→ Written instruction
Quote each line exactly, from the line that contains "dark suit jacket" down to the last line of the listing, and no other lines.

#### Material provided

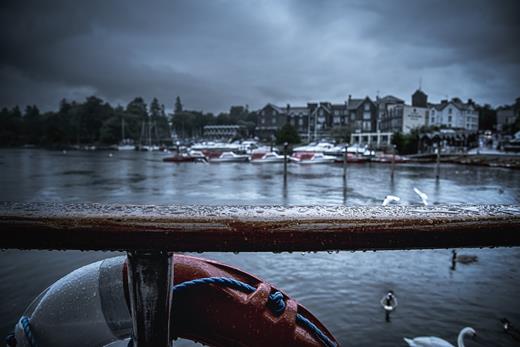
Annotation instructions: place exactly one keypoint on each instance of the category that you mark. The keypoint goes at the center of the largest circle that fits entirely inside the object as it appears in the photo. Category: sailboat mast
(122, 129)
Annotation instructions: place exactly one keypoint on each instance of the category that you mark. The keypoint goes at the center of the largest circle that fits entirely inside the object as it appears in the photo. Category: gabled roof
(354, 104)
(293, 111)
(454, 102)
(277, 108)
(390, 99)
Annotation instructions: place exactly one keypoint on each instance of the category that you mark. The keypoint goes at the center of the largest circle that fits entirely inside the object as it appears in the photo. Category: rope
(275, 302)
(24, 321)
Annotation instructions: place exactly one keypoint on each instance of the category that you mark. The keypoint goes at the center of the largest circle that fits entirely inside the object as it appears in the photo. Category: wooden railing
(150, 233)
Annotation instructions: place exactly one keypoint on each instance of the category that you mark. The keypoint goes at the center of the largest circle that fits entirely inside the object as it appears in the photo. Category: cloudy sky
(217, 53)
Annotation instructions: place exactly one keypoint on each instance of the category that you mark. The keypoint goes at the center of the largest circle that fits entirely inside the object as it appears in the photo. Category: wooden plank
(255, 228)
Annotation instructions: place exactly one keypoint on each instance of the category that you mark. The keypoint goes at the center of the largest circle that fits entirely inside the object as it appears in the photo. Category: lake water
(342, 289)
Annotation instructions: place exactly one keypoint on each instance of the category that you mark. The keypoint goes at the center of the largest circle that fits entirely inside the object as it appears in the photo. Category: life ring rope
(275, 301)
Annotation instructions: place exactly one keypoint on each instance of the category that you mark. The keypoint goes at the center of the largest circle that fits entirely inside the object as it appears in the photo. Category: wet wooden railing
(255, 228)
(150, 233)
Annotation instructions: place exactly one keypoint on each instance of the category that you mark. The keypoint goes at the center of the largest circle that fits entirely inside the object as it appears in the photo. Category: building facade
(223, 131)
(405, 118)
(454, 114)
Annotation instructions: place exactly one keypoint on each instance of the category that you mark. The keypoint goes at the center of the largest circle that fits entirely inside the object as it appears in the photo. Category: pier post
(438, 161)
(285, 145)
(345, 156)
(150, 284)
(393, 161)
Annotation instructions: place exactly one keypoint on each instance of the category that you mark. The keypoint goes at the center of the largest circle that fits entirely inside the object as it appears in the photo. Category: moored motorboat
(351, 158)
(388, 158)
(266, 158)
(229, 157)
(315, 147)
(311, 158)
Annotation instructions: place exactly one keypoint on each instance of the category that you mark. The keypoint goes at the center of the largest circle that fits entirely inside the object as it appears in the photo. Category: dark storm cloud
(218, 53)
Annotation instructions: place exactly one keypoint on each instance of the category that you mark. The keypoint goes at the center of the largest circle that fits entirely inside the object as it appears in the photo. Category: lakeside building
(318, 119)
(374, 139)
(222, 131)
(507, 115)
(382, 109)
(454, 114)
(365, 119)
(400, 117)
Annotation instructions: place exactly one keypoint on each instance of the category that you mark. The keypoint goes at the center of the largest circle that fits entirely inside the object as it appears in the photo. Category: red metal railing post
(150, 283)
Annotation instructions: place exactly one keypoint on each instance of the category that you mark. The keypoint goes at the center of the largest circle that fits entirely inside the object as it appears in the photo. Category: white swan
(389, 199)
(463, 258)
(432, 341)
(422, 195)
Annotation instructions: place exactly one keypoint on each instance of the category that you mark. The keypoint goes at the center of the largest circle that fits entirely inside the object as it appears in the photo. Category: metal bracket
(150, 277)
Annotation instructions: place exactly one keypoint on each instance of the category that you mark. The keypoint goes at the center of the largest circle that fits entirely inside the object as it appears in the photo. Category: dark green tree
(487, 117)
(178, 105)
(287, 133)
(155, 108)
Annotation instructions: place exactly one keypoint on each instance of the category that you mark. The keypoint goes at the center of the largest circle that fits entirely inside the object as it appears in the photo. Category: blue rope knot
(24, 321)
(276, 303)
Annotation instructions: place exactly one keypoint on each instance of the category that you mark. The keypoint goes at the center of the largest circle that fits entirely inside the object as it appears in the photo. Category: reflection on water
(342, 289)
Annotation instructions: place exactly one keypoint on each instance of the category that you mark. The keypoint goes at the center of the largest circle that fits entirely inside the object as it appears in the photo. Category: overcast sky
(218, 53)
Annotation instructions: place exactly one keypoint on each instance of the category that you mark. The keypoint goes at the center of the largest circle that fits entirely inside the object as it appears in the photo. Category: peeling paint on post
(150, 284)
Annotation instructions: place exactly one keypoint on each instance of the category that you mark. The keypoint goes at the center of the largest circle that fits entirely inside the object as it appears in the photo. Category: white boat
(230, 157)
(127, 147)
(312, 158)
(315, 147)
(266, 158)
(215, 146)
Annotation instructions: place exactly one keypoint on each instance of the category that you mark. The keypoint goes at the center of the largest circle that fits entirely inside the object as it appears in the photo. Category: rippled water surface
(342, 289)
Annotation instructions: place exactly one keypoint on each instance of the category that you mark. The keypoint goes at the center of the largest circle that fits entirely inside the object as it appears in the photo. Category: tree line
(96, 122)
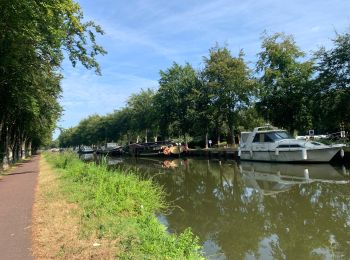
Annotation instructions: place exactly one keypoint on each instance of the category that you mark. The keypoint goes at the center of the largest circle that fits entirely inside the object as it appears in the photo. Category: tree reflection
(282, 215)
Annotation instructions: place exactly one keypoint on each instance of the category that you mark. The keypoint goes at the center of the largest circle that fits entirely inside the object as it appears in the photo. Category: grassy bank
(118, 209)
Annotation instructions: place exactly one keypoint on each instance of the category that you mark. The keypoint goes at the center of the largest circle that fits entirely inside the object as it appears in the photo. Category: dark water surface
(255, 210)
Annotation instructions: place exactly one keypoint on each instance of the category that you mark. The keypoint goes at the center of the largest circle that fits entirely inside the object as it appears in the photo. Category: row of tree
(226, 96)
(33, 37)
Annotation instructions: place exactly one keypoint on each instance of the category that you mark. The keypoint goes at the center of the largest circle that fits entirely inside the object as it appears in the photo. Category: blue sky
(143, 37)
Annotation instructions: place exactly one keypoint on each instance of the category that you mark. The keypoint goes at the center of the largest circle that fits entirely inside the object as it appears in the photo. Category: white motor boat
(268, 143)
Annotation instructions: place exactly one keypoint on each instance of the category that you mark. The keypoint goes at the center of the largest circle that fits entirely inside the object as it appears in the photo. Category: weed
(122, 206)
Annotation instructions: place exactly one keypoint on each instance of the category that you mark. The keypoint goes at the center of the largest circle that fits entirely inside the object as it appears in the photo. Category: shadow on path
(16, 202)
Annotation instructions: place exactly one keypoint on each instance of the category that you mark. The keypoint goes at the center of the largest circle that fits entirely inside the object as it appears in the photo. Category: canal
(254, 210)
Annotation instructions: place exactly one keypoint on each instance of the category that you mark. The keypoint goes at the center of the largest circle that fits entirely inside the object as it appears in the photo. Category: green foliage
(120, 205)
(33, 38)
(285, 82)
(332, 103)
(230, 84)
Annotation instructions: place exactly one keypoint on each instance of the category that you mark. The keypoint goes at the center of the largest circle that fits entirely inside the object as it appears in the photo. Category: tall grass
(121, 207)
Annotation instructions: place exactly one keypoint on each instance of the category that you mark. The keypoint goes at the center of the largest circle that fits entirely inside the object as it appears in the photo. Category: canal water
(253, 210)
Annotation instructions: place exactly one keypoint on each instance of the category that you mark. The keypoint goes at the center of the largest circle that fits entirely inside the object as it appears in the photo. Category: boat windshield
(271, 136)
(279, 135)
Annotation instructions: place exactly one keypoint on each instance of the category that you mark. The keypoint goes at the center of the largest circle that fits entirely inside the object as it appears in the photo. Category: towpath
(16, 201)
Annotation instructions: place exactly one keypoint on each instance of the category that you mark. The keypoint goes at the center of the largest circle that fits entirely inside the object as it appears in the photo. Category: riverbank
(91, 212)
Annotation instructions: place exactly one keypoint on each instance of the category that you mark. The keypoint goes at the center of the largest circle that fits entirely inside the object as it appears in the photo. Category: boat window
(262, 138)
(289, 146)
(279, 135)
(316, 143)
(294, 146)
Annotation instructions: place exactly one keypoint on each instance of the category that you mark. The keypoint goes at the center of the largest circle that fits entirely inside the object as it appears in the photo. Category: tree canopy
(34, 35)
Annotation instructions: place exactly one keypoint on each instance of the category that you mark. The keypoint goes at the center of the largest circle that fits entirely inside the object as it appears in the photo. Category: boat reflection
(255, 210)
(271, 178)
(87, 157)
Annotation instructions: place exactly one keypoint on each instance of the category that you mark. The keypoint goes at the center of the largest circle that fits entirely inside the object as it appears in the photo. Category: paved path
(16, 201)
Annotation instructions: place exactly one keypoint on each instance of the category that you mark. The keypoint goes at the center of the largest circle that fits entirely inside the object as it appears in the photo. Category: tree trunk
(206, 140)
(23, 150)
(29, 148)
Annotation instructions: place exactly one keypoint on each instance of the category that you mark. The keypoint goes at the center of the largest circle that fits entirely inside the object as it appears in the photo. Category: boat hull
(309, 156)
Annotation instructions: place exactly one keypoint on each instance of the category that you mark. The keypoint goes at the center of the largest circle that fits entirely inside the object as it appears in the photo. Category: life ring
(166, 151)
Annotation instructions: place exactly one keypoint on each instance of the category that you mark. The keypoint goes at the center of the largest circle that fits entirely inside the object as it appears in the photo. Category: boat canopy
(271, 136)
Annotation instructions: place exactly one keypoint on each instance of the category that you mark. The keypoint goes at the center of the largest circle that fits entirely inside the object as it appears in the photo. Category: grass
(120, 209)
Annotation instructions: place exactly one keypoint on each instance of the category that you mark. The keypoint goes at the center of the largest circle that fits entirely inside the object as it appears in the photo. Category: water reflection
(256, 210)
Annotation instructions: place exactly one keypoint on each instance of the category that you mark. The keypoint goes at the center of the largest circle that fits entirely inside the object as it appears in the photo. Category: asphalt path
(16, 202)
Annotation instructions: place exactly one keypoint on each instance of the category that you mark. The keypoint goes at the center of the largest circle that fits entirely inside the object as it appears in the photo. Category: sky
(143, 37)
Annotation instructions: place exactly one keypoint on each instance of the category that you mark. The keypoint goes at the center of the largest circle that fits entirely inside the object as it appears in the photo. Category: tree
(174, 99)
(143, 112)
(285, 82)
(332, 86)
(231, 85)
(33, 38)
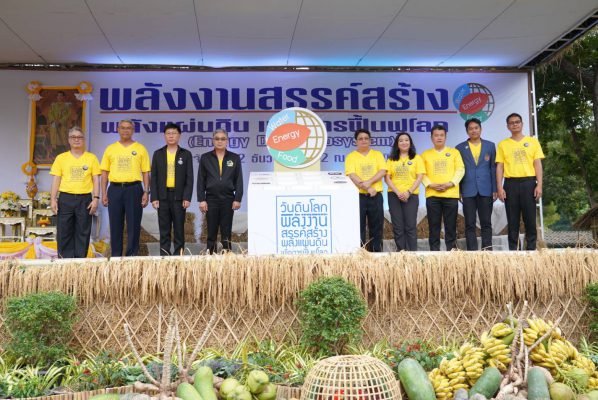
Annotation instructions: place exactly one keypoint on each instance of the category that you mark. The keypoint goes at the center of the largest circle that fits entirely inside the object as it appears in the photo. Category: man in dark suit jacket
(219, 190)
(478, 186)
(171, 189)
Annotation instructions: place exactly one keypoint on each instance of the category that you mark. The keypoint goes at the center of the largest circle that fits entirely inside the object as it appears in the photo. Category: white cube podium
(309, 212)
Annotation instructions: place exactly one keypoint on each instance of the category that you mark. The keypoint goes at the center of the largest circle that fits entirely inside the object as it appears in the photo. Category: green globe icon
(314, 146)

########

→ Correct answer
Annotation instructions: place exactly one keypoint on each instance of the category that you mark. The keypoint goes at the center of the largest circle that fits entirely inside the object as it appears in the photo. Category: man in dark suit jacket
(219, 190)
(478, 186)
(171, 189)
Annotation instructions: place exactly one keypoint on each instance of the category that you mark. The keypoint goes at the center of the largest circle that fits entirely inside the object as it appears in the photo. Category: white cube podium
(309, 212)
Annotation instructions: place exactly one keypoint on each instance of the category that you mark. The keypoint goes at the center of the largest circle that fits entirely inside the object as it appears in the photo. Category: green globe icon
(314, 146)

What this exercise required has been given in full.